What you have to do. Retype every line of the listing below word for word, leaving the pictures out of your answer.

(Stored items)
-.-.-

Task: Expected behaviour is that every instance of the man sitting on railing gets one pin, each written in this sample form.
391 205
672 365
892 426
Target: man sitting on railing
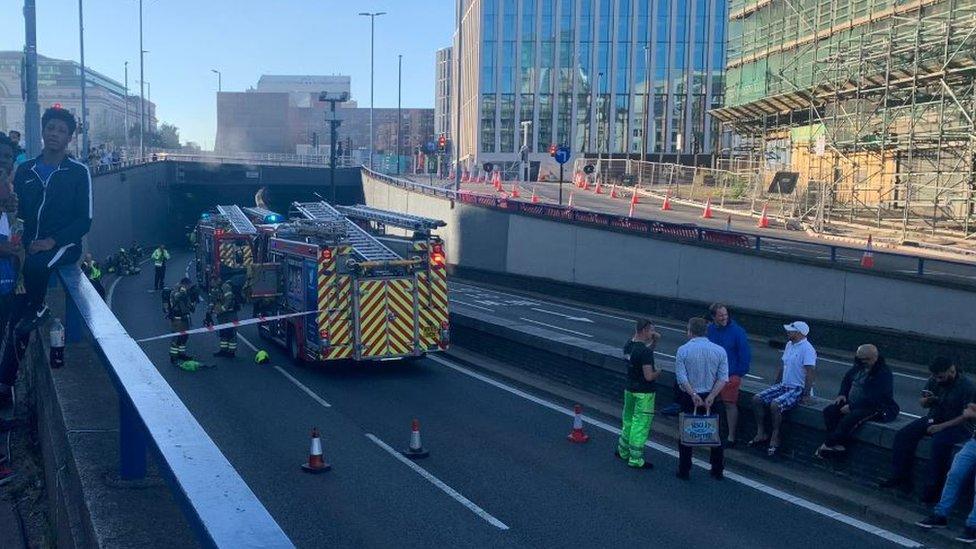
55 195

-.-.-

Solution for this exercise.
Task: Expected behaviour is that every instance of the man sitting on railing gets one pin, each written in this sample form.
391 205
672 365
892 426
Target: man sitting on railing
55 195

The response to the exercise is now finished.